*Tasks*
1. Decide whether each statement below agrees with the article on inflation and price controls. For each, answer yes or no and quote the words of the article that settle it: (a) Last year central banks argued that the rise in inflation was mostly transitory. (b) Inflation ended 2021 at 5% in the US. (c) The UK adopted the use of macroeconomic policy to conquer inflation in 1984.
2. Answer these questions from the article on inflation and price controls:
(a) In which country does inflation exceed 36%?
(b) What did the aftermath of the Global Financial Crisis trigger?
(c) What has monetary stimulus lifted above pre-pandemic levels?
3. Write the next part of the article on inflation and price controls, starting after its last paragraph.

═════ Reading passage

Calls for governments to control prices directly instead of relying on monetary policy should be rejected.

Last year central banks argued that the increase in inflation was mostly transitory. However, it is now spreading globally, with wages also rising in some countries. Is it time for price controls?

Using macroeconomic policy to conquer inflation rather than pursuing growth and employment was espoused by the UK in 1984 and gradually became the conventional wisdom globally. Central banks were tasked primarily with achieving price stability.

The aftermath of the Global Financial Crisis triggered the first serious doubts about that mantra. Why still focus on price stability – which had been broadly achieved – when there were more pressing concerns?

So central bankers widened their ambitions to include growth, jobs, financial stability, fiscal sustainability and green policies.

But inflation ended 2021 at 7% in the US and has reached 5% or more in the UK and eurozone. It exceeds 36% in Türkiye and 50% in Argentina.

Initially the pandemic was blamed for shortages of goods and workers, with temporary lockdowns causing a transitory inflation rise.

But with the benefit of hindsight, and from a demand perspective, interest rates were slashed, quantitative-easing expanded and budget deficits widened in response to the pandemic, triggering in the US an extraordinary acceleration in money-supply growth. And from a supply perspective, suspending markets during lockdowns made pre-pandemic prices an increasingly irrelevant guide to the future. When markets re-opened, supply shortages were revealed.

Yes, the inflationary trends could rapidly unwind if the huge US fiscal stimulus is about to reverse, but monetary stimulus has lifted the value of American household financial assets well above pre-pandemic levels. So whatever the public sector takes away from demand, the household sector could more than add back, we believe.

══════════
═════ Records

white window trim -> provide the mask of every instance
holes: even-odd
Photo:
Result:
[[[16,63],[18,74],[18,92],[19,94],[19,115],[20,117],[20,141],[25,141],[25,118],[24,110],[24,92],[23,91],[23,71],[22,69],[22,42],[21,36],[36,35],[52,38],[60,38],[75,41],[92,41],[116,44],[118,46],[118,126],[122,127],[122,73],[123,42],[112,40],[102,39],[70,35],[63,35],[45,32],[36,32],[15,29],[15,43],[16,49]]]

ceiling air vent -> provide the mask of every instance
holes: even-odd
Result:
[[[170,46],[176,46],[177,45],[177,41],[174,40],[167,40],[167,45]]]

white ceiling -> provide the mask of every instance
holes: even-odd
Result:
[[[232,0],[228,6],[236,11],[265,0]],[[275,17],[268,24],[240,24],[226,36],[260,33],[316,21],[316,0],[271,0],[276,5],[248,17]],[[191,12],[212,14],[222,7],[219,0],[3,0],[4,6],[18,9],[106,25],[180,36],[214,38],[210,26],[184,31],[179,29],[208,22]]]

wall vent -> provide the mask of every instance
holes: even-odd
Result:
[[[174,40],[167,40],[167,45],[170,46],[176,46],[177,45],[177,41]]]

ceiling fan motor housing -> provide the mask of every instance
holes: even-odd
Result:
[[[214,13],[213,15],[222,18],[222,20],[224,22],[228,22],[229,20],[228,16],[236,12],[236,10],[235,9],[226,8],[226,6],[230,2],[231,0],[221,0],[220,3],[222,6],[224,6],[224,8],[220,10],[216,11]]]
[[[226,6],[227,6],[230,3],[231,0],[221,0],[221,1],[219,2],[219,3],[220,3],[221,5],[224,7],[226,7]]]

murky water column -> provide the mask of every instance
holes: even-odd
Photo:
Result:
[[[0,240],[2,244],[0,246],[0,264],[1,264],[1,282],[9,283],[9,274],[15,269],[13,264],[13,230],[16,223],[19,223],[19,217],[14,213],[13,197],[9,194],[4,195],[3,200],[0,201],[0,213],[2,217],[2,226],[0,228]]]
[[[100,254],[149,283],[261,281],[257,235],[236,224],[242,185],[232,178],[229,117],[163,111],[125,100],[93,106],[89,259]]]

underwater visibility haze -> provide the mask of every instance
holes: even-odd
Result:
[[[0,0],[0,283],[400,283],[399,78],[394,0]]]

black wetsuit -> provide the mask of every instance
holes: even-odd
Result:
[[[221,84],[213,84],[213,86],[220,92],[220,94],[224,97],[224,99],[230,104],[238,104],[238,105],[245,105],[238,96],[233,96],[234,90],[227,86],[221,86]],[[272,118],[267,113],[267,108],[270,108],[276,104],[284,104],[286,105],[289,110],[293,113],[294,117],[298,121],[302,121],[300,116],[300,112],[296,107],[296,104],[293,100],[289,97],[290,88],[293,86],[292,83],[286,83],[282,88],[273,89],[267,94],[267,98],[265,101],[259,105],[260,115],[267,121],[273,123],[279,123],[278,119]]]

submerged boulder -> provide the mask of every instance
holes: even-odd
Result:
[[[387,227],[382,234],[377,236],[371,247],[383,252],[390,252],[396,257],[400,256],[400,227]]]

══════════

*Task results*
1.
(a) Yes: "Last year central banks argued that the increase in inflation was mostly transitory."
(b) No: "inflation ended 2021 at 7% in the US"
(c) Yes: "was espoused by the UK in 1984"

2.
(a) Türkiye
(b) The first serious doubts about the mantra that macroeconomic policy should focus on conquering inflation
(c) The value of American household financial assets

3.
Some have claimed that greedy corporations have created inflation by raising prices during the pandemic to boost their profits. US profits have grown enormously over the past two years. But many of the sectors with the strongest profits growth have seen the smallest price increases. And, anyway, the profit share in GDP had been rising for around two decades when inflation was low or even falling.

Yet fears that severe monetary tightening could cause another recession, mean some are arguing for the imposition of price controls. And if there is a case for ‘tailored controls’ on prices, there might also, in time, be a case for ‘tailored controls’ on wages, taking us back to the failed incomes and prices policies of the 1960s and 1970s.

Monetary tightening designed to squeeze inflation out of the system can lead to a recession and a temporary increase in unemployment. But imposing price and wage controls will likely lead to a far worse outcome: lower economic growth because markets can no longer function well, structurally higher rates of unemployment, and higher inflation because policymakers fail to recognise the root cause of the problem.

The truth is that the pandemic has left us with too much demand and too little supply. It’s time to wake up to that reality.